**Text excerpt**.
────────────────────────────────────────
Advertising is limited, and that reality isn’t shifting anytime soon. What remains are owned channels. Search visibility. Email and SMS marketing. Community engagement. If your business isn’t showing up on Google or AI search, you don’t exist. If you’re losing customers after the first visit, you’re rebuilding from scratch every single month. If you have no real connection to your community, someone else will step in and take your place.
The window to build this foundation is open right now. It won’t stay that way.
Where the Global Cannabis Industry Is Headed
The global cannabis industry is organizing.
Markets are moving at different speeds, but they’re connecting. Operators are learning from each other, partnerships are crossing borders, and capital is moving with more intention behind it. Industry research from New Frontier Data backs this up.
────────────────────────────────────────
**Records shown**.
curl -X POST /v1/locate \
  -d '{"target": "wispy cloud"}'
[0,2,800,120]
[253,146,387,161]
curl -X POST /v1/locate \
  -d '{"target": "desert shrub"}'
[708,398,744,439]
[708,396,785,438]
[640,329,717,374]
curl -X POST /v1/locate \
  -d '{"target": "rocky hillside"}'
────────────────────────────────────────
**Required tasks**.
a – In the cannabis industry passage, whose industry research backs up the claim that markets are connecting?
b – Reproduce the cannabis industry passage word for word from "Where the Global" to "backs this up.".

**Solutions below**.
a – New Frontier Data

b –
Where the Global Cannabis Industry Is Headed
The global cannabis industry is organizing.
Markets are moving at different speeds, but they’re connecting. Operators are learning from each other, partnerships are crossing borders, and capital is moving with more intention behind it. Industry research from New Frontier Data backs this up.